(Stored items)
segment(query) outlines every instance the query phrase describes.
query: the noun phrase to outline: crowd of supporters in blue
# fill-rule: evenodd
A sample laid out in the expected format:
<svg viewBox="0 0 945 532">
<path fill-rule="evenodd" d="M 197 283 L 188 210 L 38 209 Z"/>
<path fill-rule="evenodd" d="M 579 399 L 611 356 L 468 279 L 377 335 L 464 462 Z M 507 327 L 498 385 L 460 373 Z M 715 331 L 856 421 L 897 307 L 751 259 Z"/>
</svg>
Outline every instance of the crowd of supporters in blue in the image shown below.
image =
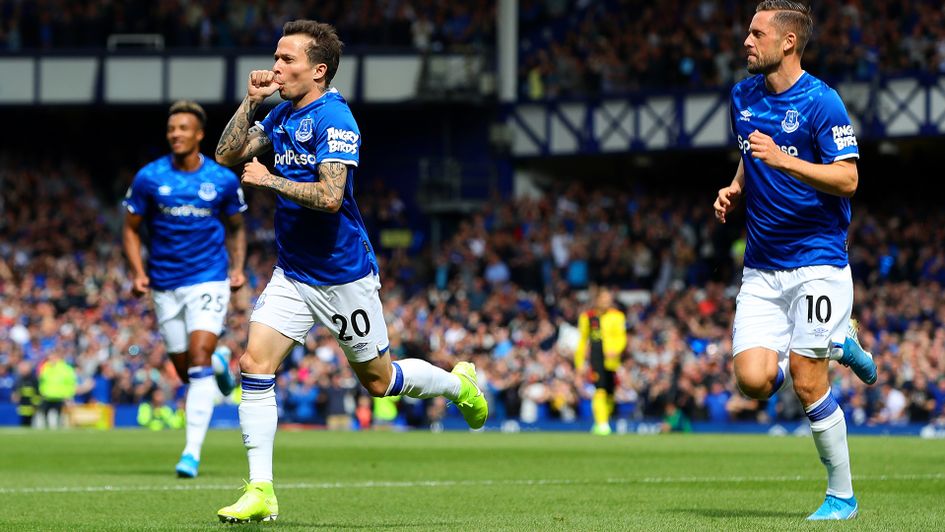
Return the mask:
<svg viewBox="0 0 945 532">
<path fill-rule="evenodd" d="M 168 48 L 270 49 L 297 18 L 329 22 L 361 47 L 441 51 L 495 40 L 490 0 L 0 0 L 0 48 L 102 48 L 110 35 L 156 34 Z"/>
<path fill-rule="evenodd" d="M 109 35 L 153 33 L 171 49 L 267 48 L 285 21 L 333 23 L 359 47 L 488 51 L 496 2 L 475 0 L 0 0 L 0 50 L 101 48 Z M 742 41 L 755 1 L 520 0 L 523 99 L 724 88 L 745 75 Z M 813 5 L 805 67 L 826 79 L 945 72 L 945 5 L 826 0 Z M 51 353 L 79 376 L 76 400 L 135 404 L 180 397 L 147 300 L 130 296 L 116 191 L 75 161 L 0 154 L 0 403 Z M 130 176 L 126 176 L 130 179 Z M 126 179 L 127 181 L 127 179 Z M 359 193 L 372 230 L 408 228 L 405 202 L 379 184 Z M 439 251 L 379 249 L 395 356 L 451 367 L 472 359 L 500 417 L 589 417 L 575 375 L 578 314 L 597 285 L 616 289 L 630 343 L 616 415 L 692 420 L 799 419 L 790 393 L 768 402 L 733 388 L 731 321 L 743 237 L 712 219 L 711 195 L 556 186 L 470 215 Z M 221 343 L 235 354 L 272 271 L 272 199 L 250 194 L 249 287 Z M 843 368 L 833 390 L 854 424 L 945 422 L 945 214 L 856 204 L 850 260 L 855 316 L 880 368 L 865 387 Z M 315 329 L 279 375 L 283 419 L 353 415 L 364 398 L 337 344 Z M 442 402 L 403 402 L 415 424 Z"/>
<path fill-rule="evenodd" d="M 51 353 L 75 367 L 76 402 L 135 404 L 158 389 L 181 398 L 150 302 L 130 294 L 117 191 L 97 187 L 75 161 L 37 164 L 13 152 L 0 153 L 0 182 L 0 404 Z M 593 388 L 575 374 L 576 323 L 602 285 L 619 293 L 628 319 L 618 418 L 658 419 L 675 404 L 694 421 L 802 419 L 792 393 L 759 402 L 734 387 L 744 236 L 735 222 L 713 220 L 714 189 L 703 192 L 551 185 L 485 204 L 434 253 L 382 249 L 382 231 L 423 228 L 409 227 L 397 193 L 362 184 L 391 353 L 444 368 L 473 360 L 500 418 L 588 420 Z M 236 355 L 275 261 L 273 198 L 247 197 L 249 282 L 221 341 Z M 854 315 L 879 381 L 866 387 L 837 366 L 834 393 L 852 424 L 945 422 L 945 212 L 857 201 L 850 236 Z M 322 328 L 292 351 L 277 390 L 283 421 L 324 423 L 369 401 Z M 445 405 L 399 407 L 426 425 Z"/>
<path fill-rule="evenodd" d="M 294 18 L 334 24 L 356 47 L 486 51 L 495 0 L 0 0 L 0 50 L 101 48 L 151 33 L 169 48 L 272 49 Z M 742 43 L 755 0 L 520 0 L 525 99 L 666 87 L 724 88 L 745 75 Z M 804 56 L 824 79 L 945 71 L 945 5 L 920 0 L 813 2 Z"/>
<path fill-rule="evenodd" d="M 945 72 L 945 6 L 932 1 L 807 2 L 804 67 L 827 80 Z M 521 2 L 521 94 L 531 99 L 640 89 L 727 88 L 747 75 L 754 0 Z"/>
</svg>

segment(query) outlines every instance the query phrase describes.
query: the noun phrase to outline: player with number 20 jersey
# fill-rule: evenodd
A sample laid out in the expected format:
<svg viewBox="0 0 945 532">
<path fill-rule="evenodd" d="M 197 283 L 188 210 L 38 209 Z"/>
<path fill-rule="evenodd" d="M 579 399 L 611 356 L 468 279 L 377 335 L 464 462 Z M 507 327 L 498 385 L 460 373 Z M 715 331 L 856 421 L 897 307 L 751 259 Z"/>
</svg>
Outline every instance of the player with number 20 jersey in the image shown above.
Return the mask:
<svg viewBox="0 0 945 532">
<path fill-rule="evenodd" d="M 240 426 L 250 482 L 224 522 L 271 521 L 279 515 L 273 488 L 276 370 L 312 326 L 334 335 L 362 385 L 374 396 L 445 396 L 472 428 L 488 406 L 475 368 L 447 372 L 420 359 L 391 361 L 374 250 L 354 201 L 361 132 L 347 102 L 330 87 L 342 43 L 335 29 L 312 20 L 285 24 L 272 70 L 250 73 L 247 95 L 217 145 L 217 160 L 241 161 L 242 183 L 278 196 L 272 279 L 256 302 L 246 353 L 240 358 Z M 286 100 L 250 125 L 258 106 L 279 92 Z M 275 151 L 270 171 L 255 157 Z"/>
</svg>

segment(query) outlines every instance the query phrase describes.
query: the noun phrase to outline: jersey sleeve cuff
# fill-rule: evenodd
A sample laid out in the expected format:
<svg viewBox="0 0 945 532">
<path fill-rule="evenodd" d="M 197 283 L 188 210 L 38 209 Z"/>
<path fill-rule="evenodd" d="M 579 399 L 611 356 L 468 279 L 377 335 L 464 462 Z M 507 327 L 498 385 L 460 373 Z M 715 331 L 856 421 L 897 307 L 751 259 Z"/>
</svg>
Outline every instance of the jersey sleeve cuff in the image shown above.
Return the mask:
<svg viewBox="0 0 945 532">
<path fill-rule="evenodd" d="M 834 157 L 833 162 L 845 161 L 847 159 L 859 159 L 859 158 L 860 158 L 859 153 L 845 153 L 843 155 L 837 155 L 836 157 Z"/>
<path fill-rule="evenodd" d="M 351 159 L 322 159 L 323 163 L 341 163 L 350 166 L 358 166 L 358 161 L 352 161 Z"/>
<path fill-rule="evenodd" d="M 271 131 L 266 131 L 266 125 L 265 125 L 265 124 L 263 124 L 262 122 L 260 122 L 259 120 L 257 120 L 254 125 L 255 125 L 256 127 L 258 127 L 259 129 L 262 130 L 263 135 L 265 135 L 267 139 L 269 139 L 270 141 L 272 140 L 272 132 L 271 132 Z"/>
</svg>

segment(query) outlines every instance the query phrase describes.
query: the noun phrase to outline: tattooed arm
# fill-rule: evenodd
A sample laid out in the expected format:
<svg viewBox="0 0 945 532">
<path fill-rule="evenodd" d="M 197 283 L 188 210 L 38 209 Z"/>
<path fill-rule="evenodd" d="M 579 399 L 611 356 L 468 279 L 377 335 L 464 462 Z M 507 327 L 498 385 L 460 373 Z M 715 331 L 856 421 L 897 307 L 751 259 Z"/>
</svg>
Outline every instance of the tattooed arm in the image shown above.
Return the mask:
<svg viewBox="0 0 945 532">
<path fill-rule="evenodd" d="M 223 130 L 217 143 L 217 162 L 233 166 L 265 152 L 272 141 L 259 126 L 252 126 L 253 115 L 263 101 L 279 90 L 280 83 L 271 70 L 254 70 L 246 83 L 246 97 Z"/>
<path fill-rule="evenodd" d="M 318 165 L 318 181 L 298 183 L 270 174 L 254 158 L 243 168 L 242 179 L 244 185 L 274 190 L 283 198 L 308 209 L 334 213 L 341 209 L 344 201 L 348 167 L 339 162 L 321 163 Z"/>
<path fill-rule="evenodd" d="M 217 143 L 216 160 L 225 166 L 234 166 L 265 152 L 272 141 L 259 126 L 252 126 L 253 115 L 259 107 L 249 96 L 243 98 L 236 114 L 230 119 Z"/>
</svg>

EXERCISE AIM:
Using the data above, extract exactly the lines from the one that holds "Outline every instance of the player" to the one that holds "Outline every instance of the jersey", both ends included, and no others.

REPLY TO THE TASK:
Outline every instance of the player with number 20 jersey in the image shown above.
Return the mask:
<svg viewBox="0 0 945 532">
<path fill-rule="evenodd" d="M 240 426 L 250 482 L 224 522 L 271 521 L 279 515 L 273 488 L 276 370 L 312 326 L 334 335 L 362 385 L 374 396 L 445 396 L 472 428 L 488 406 L 475 368 L 447 372 L 420 359 L 391 361 L 374 250 L 354 201 L 361 132 L 347 102 L 330 87 L 342 43 L 335 29 L 312 20 L 285 24 L 272 70 L 250 73 L 247 95 L 217 145 L 217 160 L 241 161 L 242 183 L 278 196 L 272 279 L 256 302 L 246 353 L 240 358 Z M 286 100 L 250 125 L 258 106 L 279 92 Z M 275 151 L 270 171 L 255 157 Z"/>
</svg>

segment(query) outlines every instance the query phrase describes.
query: the noun phrase to outline: jersey sleeve cuff
# fill-rule: evenodd
A sample laid out in the expected format:
<svg viewBox="0 0 945 532">
<path fill-rule="evenodd" d="M 197 283 L 188 210 L 38 209 Z"/>
<path fill-rule="evenodd" d="M 579 399 L 611 356 L 468 279 L 377 335 L 464 462 Z M 507 327 L 498 385 L 460 373 Z M 715 331 L 856 421 L 897 307 L 751 259 Z"/>
</svg>
Outline every instance of the jersey sleeve cuff in the image shown above.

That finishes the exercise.